### WHAT TO DO:
Reproduce each of the following records verbatim, line for line, with no changes.

### RECORD SET:
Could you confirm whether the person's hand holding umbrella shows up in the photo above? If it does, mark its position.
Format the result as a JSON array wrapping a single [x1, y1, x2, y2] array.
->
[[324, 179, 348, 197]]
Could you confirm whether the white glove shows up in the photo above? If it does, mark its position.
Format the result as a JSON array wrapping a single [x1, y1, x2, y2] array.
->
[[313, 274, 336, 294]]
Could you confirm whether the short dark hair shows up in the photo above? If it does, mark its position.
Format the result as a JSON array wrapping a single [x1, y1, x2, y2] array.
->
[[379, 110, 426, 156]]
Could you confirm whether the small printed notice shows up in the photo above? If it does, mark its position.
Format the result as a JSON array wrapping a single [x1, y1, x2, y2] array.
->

### THE COMPLETED TASK:
Could you confirm whether the person's hand holding umbrella shows up in the photo above? If it does, mark its position.
Format the result as a JSON array wrapping a single [x1, y1, x2, y2] array.
->
[[324, 179, 348, 197]]
Could you confirm whether the white glove shows up in the photo above? If it does, mark its position.
Format the result as a JSON array wrapping a single [x1, y1, x2, y2] array.
->
[[313, 274, 336, 294]]
Could you confirm whether the short dark hair shows up in the photo above? If it does, mark its position.
Format the result as a JSON array wrapping a single [x1, y1, x2, y2] array.
->
[[379, 110, 426, 156]]
Could you confirm whether the small printed notice shows up in the photo above? If it does, mark its position.
Format the result as a JSON array wrapping a single [x1, y1, x2, y2] array.
->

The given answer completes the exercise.